TEXT SECTION:
#####

In Defense of Halloween

I have friends all over the globe that I've met through writing. What I learn from them is invaluable. Their views and perceptions add depth to my writing that I couldn't do without. Despite our shared language and love of all things writing I've found that we don't agree on everything, especially holidays. Things that in America aren't questioned are almost unmentionable on the other side of the pond. Halloween is one of these holidays. While I carved pumpkins and made costumes my friend in England hung a "No Trick or Treat" sign and supported a Zero Tolerance law of trick or treating, it's seen as begging there.

We've gone back and forth on views and the whys and wherefores of Halloween. People point out the roots of pagan ritual and the fear of Satanic cults. I know even here in the USA not everyone celebrates Halloween. Some just have Harvest parties, others go all out for Samhain. Here's what I think....

Halloween is the Official Start of the Holiday Season. From now until March 16th (St Patrick's Day) there is nothing but parties and holidays. Once you see people in Halloween costumes you know Thanksgiving is only a few weeks off, and Christmas isn't far behinds.

America doesn't have the same views of Halloween as the Europeans. We don't have stone monoliths or traditional places to burn bonfires. None of our towns have been around for more than a few centuries. We don't have graveyards with bodies from the 1300's (well, archeology digs, not working church graveyards though). Our costumes mean something different. They aren't a way to scare of bad guys, it's a way to be silly.

All year long we work, our farmers tend to be serious minded people, and Americans are workaholics. But, come harvest, we don't have to worry about droughts or empty tables. the crops are in, our stables are full, and we have a chance to relax before winter hits in full. For many parts of the US, Halloween is the last chance to travel before serious winter storms hit. And so we goof off. We decorate, wear costumes to work and running errands (the grocery store was filled with adults dressed in costumes), and just have a laugh.

#####

TASKS TO COMPLETE:
1. Decide whether each statement below agrees with the Halloween essay above, answering yes or no and quoting the words of the essay that settle it: (a) The writer's friend in England hung a "No Trick or Treat" sign. (b) The writer calls Halloween the official start of the holiday season. (c) The writer says everyone in the USA celebrates Halloween.
2. Carry on the Halloween essay above, picking up right after its last sentence.

GIVEN MATERIAL:
#####

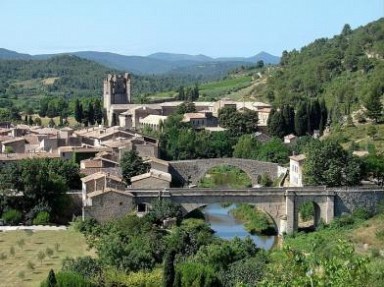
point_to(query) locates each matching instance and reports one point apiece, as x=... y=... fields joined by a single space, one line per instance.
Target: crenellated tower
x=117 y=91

#####

RESPONSES IN ORDER:
1.
(a) Yes: "my friend in England hung a "No Trick or Treat" sign"
(b) Yes: "Halloween is the Official Start of the Holiday Season."
(c) No: "I know even here in the USA not everyone celebrates Halloween."

2.
We call it Halloween, Harvest Time, and Samhain, but what it really means is a celebration of the hard work and the good year we've had. It's the balance of Easter, when we celebrate life and renewal. In our house Easter stretches from the Spring Equinox to Easter Sunday with decorations, cookie making, and gift giving. Easter kicks off the serious work season, we only have 3 major holidays between Easter and Halloween, and none of them are religious.

In the end, a day can only give it the meaning you allow it. Halloween can be a sinister time of fear, or a time to start the party and give gracious thanksgiving for our blessings. The Lord said there was a time to reap and a time to sow, a time to laugh and a time to cry. Halloween is a time to laugh, to be grateful for our bountiful harvest and delicious food, to be creative and have fun, and to kick back and hang out with friends.


  1. It's really interesting to see the US prospective on this - and one that doesn't just say, America is right and the rest of the world is wrong :)

    I can't say we ever really celebrated Halloween when I was growing up. There were fancy dress parties (costume parties) and kids still have them now, but Trick or Treating is still largely seen as begging.

    On the other hand, a lot of the people who don't approve of Trick or Treating think nothing of children asking for "A penny for the guy" come bonfire night.

    We obviously don't have thanks giving, we just had harvest celebrations in school.

    For my money, the holiday feeling starts when Rememberence services draw to a close around mid november.

    Then Christmas really kicks in when we put the decorations up on December 1st.

  2. What are the Remembrance services? I don't think we have those. We have Memorial Day in the spring, but not a mid-November holiday.

    And we don't have Bonfire Day, although I have heard of it.

    And, I admit, we're starting Christmas season a bit early at my house this year. We'll have the tree and decorations up before Thanksgiving because family is visiting from the Bitter North and we are exchanging gifts when they arrive.

    Last year we didn't celebrate Christmas until late January because my husband was away for the holidays.

    Whatever works I suppose.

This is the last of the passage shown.